◆ **Document extract**

┏━━

Five Mondays, June 3-July 1, 7-9:30 p.m.
$215 members/$245 others San Francisco
THIS CLASS IS NOW CLOSED.
You want to write a novel, or you are writing a novel, so come to this workshop where you’ll meet other people who are doing what you’re doing, or want to do. “We’ll talk about your idea – how to make sure it has enough weight to carry a novel,” say Karen Bjorneby. “We’ll talk about your character and make sure she’s so compelling we all can’t wait to find out what she’ll do next. We’ll talk about plot – how are you going to make enough things happen? Or, how are you going to keep from being melodramatic? We’ll talk about structure – how do you organize this huge thing and not get overwhelmed? We’ll share tips on the process, on getting the pages written, on keeping going, on when to go back and revise and when to keep moving ahead. And of course we’ll be talking about the nuts and bolts of craft – making your scenes work and your voice sing.”
With the help of various writing exercises, class members will work on developing written plot summaries, making sure there’s enough action and enough character development. “Our goal is to get you so close to your main character you’ll know all his secrets, hopes, fears, dreams – better than his own therapist would!” says Karen “We’ll also do writing exercises to help you connect with your setting. And we’ll share what you’ve written, so that you’ll get feedback on your craft, your style, and on that special quality you bring to your writing that makes it uniquely yours.
NOTE: Karen also teaches a six-month (once-a-month) “Novel Writing Continuation Class” for those who have already taken this class (once or or more than once), and would like to keep going at a more advanced level.

┗━━

◆ **Records supplied**
┏━━

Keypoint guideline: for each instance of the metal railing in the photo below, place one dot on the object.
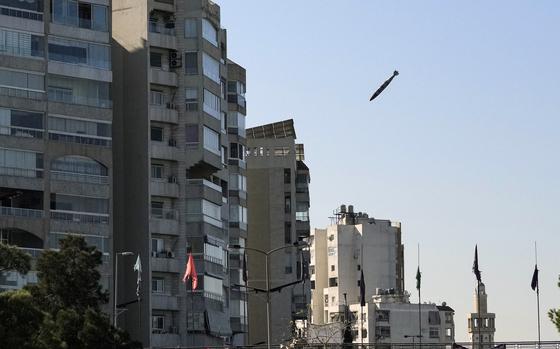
(21, 172)
(79, 177)
(18, 92)
(20, 212)
(88, 218)
(19, 131)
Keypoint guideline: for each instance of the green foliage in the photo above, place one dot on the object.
(62, 310)
(554, 314)
(13, 259)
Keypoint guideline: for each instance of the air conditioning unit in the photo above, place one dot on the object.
(175, 60)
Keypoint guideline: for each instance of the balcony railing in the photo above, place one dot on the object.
(20, 212)
(17, 92)
(162, 28)
(87, 218)
(71, 138)
(21, 172)
(160, 213)
(79, 177)
(18, 131)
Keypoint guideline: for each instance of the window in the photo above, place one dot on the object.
(191, 134)
(434, 332)
(211, 67)
(211, 140)
(287, 203)
(156, 134)
(158, 323)
(209, 32)
(157, 171)
(191, 99)
(157, 209)
(288, 232)
(80, 14)
(191, 63)
(157, 246)
(287, 176)
(21, 44)
(190, 28)
(82, 131)
(155, 59)
(158, 285)
(212, 104)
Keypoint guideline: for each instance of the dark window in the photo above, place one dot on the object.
(191, 63)
(287, 175)
(288, 232)
(84, 15)
(156, 134)
(191, 132)
(287, 203)
(155, 59)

┗━━

◆ **Required action A**
In the workshop description, rewrite the paragraph beginning "With the help of various writing exercises" as a short list that keeps its main facts.
◆ **Required action B**
According to the workshop description, what do non-members pay for the class?
◆ **Required action C**
Continue the novel-writing workshop description from the point where it stops.

◆ **Reply A**
- Class members use writing exercises to develop written plot summaries with enough action and character development.
- The goal is to get so close to the main character that you know his secrets, hopes, fears and dreams better than his own therapist would.
- Further writing exercises help writers connect with their setting.
- Members share what they've written and get feedback on their craft, their style and the qualities that make their writing uniquely theirs.

◆ **Reply B**
$245.

◆ **Reply C**
Karen Bjorneby started writing by participating in workshops just like this one. She is the author of Hurricane Season: Stories from the Eye of the Storm (Sourcebooks, 2001), which received a Foreword Honorable Mention as best independent/university press short story collection of the year at Book Expo America. She has received a Pushcart Special Mention, two other Pushcart nominations, a National Magazine Award nomination, and she was named a Tennessee Williams Scholar at the Sewanee Writers’ Conference. Her fiction and poetry have appeared in nearly two dozen publications including The Threepenny Review, The North American Review, New Letters, StoryQuarterly, Confrontation, The New Orleans Review, The Nebraska Review, and The Sun. In addition to editing her own work, Karen has helped edit other writers’ short stories, novels and memoirs as they moved from draft to publication. She is currently at work on her own novel and, she says, is “very familiar with the pitfalls along the way, having fallen into several of them myself.”